__The task__:
Write out all of the records again, substituting "Annotator note" for every occurrence of "Reviewer note" and leaving everything else unchanged.

** start Provided data **

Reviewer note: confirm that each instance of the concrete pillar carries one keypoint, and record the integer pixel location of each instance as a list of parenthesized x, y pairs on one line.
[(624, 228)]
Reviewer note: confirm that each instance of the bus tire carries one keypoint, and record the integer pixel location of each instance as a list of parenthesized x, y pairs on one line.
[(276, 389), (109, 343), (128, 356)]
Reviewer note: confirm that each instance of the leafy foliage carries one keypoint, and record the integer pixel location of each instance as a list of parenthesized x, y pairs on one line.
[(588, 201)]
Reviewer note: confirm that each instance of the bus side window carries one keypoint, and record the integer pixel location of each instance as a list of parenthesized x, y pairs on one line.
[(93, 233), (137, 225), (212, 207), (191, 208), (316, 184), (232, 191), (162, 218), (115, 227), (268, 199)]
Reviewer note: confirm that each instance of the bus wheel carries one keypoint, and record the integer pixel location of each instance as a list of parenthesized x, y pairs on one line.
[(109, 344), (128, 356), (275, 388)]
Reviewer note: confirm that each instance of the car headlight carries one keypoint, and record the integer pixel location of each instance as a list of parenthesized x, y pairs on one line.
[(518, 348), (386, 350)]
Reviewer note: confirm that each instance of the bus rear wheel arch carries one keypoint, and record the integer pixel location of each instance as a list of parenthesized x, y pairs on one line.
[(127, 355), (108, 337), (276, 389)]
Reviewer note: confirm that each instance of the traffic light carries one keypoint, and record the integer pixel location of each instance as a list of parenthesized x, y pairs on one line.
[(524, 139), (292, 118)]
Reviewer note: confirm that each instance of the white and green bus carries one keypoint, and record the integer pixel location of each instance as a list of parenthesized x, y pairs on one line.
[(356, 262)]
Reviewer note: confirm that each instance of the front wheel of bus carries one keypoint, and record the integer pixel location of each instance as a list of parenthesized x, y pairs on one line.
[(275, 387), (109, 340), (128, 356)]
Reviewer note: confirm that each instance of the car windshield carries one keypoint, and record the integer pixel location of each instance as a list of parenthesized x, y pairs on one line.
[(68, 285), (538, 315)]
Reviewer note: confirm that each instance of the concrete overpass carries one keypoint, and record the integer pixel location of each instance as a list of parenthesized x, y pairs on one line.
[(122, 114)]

** end Provided data **

__Solution__:
Annotator note: confirm that each instance of the concrete pillar carries one keypoint, and record the integer pixel location of each instance as a list of parenthesized x, y pairs on one line.
[(624, 228)]
Annotator note: confirm that each instance of the bus tire carries one keypoint, and record the integer pixel location of each instance as a list of parenthesized x, y pairs on one line.
[(276, 389), (109, 343), (128, 356)]
Annotator note: confirm that each instance of the leafy foliage carries one keypoint, and record the integer pixel location of each instance as a list of parenthesized x, y pairs on one line.
[(588, 201)]
Annotator note: confirm that each instance of the bus side window carries one keypoint, and record the integer pixel location of each instance as a list of parenthesized x, y pairs on one line.
[(93, 233), (137, 225), (212, 207), (191, 208), (316, 184), (232, 191), (162, 218), (115, 227), (268, 199)]
Annotator note: confirm that each instance of the bus wheel carries one keypoint, and record the integer pixel location of each instance as a list of parenthesized x, y pairs on one line.
[(109, 344), (128, 356), (275, 388)]
Annotator note: confirm that each instance of the car headlight carries one keypoint, and record the integer pixel location of each instance as a list of parenthesized x, y pairs on one line.
[(518, 348), (386, 350)]
Annotator note: confirm that each instance of the bus rear wheel arch carries one keypoint, and record the integer pixel location of each instance as a list of parenthesized x, y pairs on one line.
[(127, 355), (108, 337), (276, 389)]
Annotator note: confirm that each instance of the traffic light carries one keypoint, and record the integer pixel location of each instance as a list of parenthesized x, y pairs on one line.
[(524, 139), (292, 118)]
Annotator note: confirm that each instance of the white and green bus carries one keypoint, and record the integer pixel location of each instance as a list of parenthesized x, y pairs on one line.
[(356, 262)]
Annotator note: confirm that each instance of the front wheel of bus carries one keypoint, and record the integer pixel location of each instance as a list of parenthesized x, y pairs on one line.
[(275, 387), (109, 340), (128, 356)]
Annotator note: confirm that each instance of the car windshield carries one keypoint, and record the integer pixel location of each instance as a list of parenthesized x, y pairs on one line.
[(68, 285), (538, 315)]
Annotator note: confirm that each instance of the concrete overpass carries one keypoint, and record the integer pixel location of each instance as a list of parenthesized x, y pairs on one line.
[(122, 114)]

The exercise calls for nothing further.